## Supplied data
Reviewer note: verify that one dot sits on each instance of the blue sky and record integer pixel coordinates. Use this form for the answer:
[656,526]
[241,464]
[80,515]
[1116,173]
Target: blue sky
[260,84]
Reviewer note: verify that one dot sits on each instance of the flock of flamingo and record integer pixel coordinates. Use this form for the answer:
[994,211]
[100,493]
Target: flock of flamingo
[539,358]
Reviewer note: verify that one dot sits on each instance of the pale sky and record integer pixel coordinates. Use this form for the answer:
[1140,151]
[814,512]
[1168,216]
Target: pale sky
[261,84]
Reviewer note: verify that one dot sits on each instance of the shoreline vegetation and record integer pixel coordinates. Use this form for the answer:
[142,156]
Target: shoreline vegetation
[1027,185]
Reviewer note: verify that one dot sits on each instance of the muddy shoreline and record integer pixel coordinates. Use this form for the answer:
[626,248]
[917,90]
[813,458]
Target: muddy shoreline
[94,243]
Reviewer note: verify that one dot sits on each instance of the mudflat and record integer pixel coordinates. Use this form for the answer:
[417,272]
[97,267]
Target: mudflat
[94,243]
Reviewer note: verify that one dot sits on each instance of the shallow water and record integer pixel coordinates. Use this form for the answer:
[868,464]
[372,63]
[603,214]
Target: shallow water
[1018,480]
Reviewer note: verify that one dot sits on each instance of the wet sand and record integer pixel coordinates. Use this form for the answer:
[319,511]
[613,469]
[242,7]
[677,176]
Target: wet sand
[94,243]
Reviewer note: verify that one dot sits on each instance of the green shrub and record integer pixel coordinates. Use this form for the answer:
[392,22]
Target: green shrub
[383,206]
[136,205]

## Short problem
Quote every one of the lines above verbatim, from the first to the last.

## Finished answer
Reviewer note: verify that one dot sits on each instance of the blue sky and record integer pixel coordinates. Use this form for the answer:
[656,526]
[241,464]
[80,515]
[1116,173]
Target: blue sky
[260,84]
Reviewer note: verify that one dot sits on each instance of the flock of flamingo and record integer pixel coordinates. Use this form for the answer:
[994,211]
[100,493]
Target: flock of flamingo
[539,358]
Reviewer note: verify that one dot sits on each instance of the pale sky and record integer pixel coordinates. Use this form for the answer:
[1140,151]
[814,512]
[1168,216]
Target: pale sky
[261,84]
Reviewer note: verify that one dot sits on each instance of the shoreline vegetation and record integer pixel coordinates. Use this form for the answer:
[142,156]
Target: shoreline vegetation
[1027,185]
Reviewer note: verify that one dot sits on each instance of the muddy shoreline and record integer pixel coordinates. Use this form for the answer:
[626,248]
[917,90]
[813,458]
Target: muddy shoreline
[94,243]
Reviewer note: verify that one dot sits on each instance of the mudflat and record integer pixel coordinates. Use this form for the answer:
[417,272]
[97,267]
Target: mudflat
[94,243]
Reviewer note: verify that one dot sits on each instance of the shallow water and record integer pixel coordinates. Use this form for the answer:
[868,464]
[372,63]
[603,214]
Target: shallow water
[1018,480]
Reviewer note: verify that one dot sits on each instance of the wet sand and record integer pixel coordinates. Use this form for the answer:
[319,511]
[613,469]
[242,7]
[677,176]
Target: wet sand
[94,243]
Reviewer note: verify that one dot sits on each instance of the green shrub and record integer pixel coordinates. Use this form for the answer:
[392,22]
Target: green shrub
[383,206]
[136,205]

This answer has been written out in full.